======== Records provided
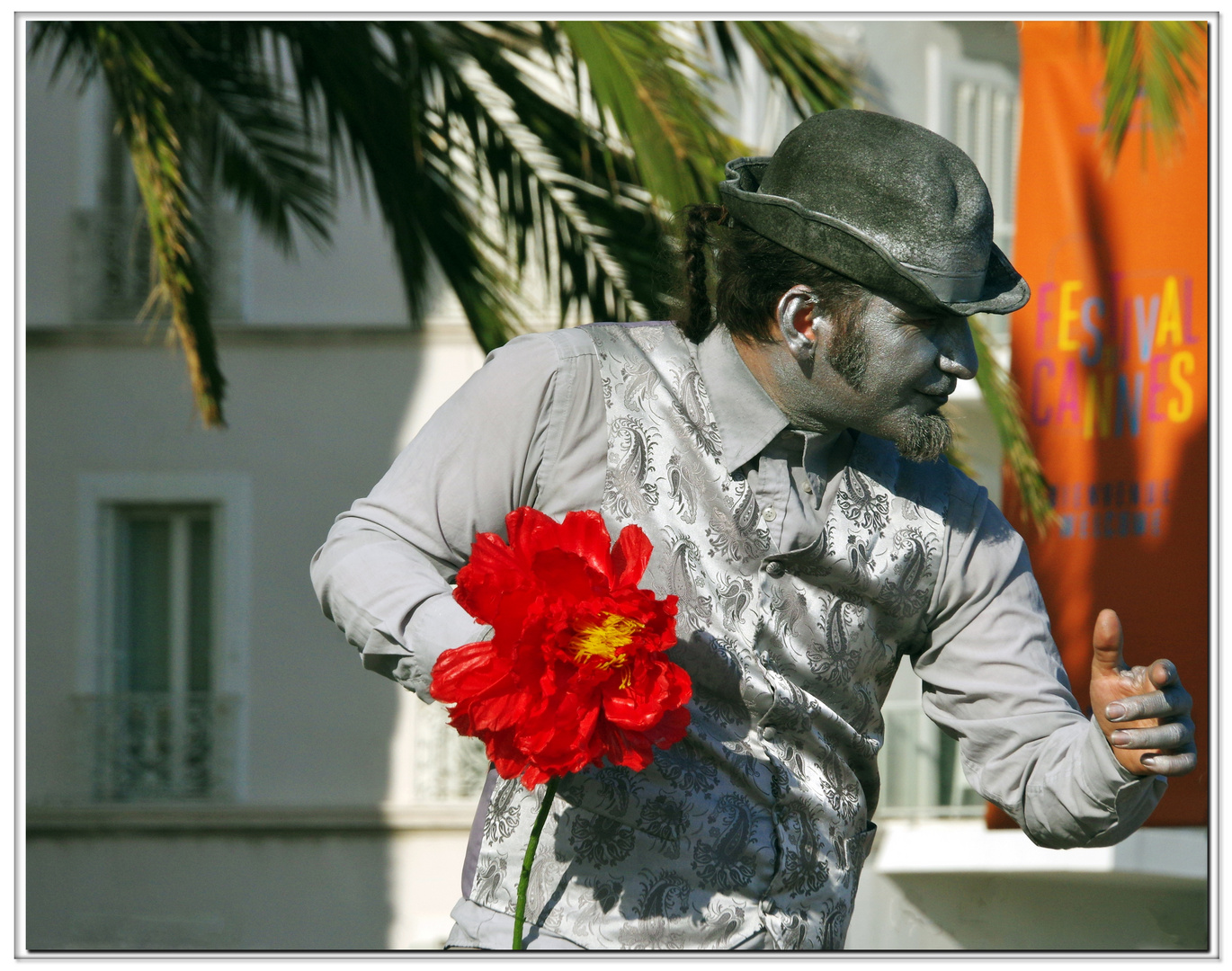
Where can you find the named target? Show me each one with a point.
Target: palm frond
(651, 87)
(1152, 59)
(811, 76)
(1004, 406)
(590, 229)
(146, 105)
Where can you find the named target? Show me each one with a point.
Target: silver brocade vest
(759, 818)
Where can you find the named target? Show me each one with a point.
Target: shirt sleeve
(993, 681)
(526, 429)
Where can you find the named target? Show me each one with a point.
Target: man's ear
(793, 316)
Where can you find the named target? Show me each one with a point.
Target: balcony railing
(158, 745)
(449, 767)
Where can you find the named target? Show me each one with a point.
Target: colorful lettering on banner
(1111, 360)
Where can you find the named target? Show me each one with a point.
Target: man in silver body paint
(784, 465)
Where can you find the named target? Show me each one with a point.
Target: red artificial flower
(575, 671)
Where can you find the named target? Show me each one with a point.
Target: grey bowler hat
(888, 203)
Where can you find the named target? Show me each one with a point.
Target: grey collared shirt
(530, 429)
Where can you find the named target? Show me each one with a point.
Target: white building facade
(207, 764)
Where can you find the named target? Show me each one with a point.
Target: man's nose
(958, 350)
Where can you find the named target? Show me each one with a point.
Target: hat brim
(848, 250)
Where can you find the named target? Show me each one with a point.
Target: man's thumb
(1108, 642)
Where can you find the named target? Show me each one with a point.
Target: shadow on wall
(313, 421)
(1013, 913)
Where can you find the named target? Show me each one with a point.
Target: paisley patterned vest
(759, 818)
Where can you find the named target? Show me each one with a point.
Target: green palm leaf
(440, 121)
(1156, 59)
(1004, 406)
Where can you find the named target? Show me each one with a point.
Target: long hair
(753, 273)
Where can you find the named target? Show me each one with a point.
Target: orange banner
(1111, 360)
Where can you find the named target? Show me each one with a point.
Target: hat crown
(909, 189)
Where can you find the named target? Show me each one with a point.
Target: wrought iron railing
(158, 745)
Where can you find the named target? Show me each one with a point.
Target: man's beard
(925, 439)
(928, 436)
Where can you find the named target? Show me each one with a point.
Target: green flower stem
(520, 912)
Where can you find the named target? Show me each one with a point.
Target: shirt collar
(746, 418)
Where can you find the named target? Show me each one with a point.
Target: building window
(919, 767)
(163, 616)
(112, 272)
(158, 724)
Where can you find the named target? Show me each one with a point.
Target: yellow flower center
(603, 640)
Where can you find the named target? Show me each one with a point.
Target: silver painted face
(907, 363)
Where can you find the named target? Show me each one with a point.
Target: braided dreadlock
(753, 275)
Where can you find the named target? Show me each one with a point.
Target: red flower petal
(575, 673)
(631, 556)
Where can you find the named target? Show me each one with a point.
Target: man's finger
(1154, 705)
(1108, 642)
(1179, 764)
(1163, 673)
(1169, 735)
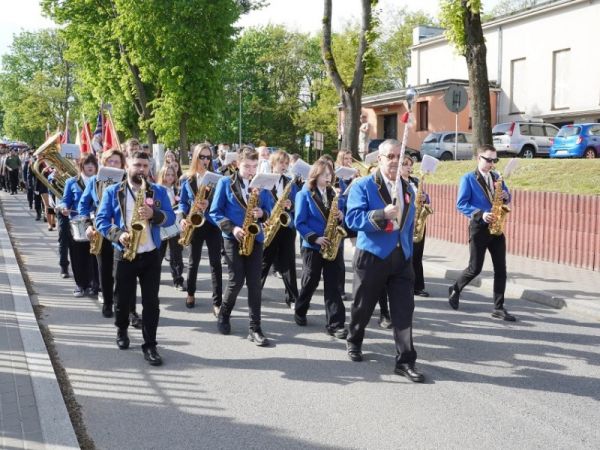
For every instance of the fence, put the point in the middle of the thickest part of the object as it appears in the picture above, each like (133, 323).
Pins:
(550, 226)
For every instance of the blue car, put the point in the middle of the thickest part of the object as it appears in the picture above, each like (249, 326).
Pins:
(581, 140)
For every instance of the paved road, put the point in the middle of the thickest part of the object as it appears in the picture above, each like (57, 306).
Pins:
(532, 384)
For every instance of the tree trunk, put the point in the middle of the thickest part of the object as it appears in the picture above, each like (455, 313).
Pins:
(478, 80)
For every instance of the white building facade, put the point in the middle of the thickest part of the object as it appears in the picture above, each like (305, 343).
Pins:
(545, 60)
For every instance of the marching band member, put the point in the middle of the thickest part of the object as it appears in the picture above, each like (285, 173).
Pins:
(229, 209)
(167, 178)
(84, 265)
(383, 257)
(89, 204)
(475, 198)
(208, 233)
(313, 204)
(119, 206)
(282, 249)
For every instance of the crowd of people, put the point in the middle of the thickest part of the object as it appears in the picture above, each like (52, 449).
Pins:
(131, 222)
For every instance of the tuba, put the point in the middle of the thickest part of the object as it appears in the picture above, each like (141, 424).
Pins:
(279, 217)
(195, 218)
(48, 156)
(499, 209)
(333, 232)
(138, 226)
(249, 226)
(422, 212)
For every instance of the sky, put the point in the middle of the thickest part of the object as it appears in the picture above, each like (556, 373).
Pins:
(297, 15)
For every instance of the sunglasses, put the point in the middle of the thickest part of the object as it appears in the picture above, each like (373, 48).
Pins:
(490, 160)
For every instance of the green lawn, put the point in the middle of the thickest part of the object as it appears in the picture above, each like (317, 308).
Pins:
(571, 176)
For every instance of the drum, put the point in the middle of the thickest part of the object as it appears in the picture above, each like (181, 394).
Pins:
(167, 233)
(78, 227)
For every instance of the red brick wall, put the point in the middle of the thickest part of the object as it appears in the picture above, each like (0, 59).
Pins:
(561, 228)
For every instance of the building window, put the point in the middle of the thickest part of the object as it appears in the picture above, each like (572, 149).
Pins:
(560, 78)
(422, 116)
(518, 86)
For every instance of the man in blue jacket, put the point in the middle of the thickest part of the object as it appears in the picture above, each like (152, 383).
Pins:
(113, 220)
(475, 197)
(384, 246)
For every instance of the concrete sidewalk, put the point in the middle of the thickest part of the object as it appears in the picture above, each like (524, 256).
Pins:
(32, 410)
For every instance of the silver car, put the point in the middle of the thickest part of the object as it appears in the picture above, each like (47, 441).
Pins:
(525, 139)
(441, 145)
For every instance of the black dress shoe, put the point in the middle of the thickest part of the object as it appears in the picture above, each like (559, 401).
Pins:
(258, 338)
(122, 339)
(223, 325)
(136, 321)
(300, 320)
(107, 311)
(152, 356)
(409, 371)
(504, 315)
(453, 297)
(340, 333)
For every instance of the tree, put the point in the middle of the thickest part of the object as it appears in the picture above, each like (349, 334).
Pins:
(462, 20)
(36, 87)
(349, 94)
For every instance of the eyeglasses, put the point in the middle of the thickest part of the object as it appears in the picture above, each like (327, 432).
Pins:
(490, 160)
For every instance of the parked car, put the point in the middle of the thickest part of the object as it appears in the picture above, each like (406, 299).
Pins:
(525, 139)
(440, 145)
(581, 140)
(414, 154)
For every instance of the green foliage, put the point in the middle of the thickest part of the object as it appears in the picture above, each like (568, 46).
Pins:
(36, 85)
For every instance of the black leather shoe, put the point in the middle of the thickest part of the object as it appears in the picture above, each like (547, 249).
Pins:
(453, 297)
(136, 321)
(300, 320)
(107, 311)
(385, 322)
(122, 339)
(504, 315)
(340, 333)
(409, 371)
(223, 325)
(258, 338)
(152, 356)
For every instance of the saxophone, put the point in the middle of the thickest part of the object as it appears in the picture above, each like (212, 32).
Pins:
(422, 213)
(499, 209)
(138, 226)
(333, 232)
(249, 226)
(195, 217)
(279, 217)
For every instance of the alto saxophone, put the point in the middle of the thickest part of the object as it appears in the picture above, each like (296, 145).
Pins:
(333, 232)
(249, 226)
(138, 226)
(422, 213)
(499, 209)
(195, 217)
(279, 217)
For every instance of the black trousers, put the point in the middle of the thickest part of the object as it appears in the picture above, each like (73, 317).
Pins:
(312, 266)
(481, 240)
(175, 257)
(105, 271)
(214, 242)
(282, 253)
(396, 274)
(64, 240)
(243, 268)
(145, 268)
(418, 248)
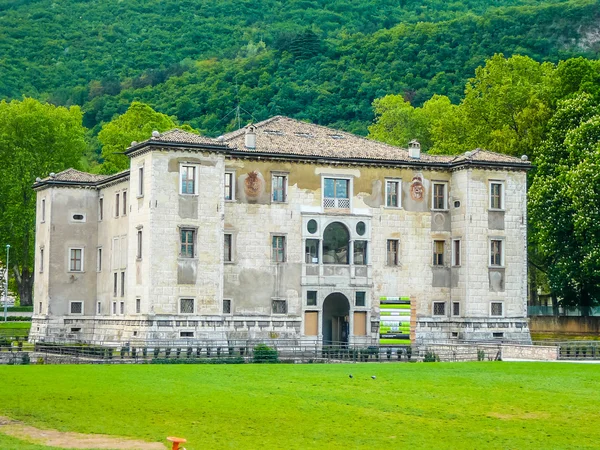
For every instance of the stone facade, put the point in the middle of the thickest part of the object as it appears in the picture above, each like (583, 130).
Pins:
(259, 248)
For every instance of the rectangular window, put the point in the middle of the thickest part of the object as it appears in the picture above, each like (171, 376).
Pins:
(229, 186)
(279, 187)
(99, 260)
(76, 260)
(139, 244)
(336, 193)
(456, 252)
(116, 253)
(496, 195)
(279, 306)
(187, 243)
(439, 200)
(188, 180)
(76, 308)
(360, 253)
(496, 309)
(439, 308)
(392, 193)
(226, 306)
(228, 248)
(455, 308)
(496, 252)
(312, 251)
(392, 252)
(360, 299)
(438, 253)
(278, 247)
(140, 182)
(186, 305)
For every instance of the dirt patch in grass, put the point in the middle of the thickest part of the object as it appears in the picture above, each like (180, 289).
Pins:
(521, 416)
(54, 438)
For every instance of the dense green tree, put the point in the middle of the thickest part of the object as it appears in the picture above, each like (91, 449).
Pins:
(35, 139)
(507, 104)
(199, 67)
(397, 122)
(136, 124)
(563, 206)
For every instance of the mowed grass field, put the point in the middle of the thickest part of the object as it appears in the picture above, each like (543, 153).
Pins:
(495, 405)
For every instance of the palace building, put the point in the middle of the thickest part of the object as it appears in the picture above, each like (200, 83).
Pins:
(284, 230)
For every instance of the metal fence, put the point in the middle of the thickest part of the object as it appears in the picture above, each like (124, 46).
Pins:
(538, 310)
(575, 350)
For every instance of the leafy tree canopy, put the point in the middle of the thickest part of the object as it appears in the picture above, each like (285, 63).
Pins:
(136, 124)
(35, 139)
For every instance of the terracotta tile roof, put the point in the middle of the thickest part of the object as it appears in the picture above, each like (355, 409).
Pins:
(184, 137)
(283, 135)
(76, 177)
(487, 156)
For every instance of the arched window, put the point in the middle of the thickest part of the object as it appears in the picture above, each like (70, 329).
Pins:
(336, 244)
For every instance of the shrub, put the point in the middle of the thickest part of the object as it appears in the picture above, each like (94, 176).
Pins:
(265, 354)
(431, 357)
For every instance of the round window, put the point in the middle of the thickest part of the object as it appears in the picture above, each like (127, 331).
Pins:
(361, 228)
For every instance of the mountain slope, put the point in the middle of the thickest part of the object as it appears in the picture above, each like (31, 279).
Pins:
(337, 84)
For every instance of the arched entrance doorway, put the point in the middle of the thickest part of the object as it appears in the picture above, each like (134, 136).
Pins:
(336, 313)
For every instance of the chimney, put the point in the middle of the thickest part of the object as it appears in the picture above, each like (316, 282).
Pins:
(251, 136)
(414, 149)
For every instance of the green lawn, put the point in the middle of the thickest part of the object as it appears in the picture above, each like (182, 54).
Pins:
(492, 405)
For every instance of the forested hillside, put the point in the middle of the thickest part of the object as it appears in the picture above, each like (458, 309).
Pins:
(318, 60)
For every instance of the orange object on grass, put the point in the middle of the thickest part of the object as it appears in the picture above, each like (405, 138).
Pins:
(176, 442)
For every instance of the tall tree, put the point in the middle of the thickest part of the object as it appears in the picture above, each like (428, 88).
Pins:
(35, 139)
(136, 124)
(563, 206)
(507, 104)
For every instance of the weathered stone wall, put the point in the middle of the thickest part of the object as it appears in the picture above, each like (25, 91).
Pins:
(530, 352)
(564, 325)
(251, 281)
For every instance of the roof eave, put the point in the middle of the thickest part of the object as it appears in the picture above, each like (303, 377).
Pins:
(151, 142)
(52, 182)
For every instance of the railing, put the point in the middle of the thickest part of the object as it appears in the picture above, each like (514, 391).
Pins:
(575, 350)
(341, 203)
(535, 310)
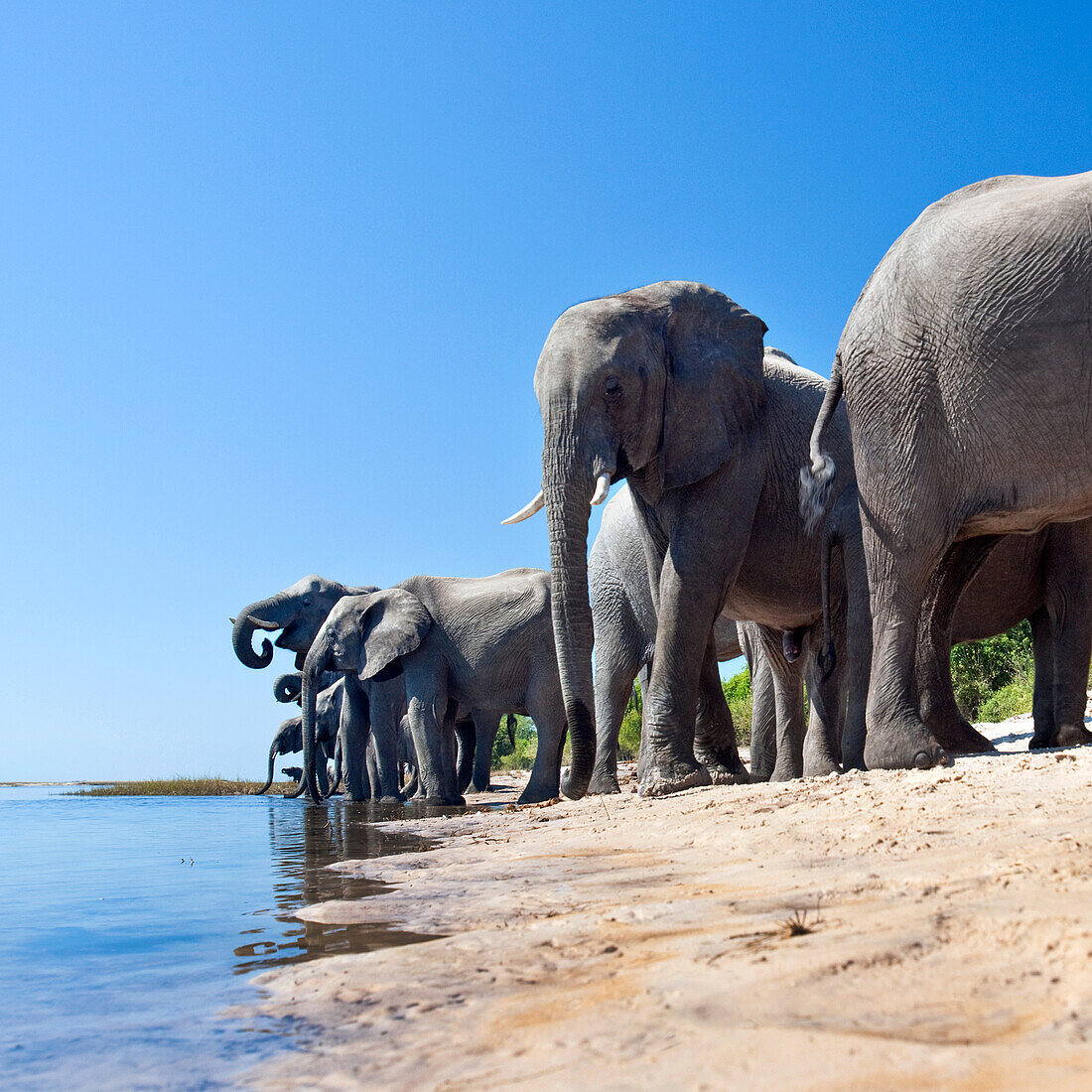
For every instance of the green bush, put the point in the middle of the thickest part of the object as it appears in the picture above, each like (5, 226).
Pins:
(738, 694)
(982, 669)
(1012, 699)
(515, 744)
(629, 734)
================
▶ **Your assignment**: When a line of the data above holds the string "blue", count it, and reply with the resulting number only.

▶ **Answer to this task**: 2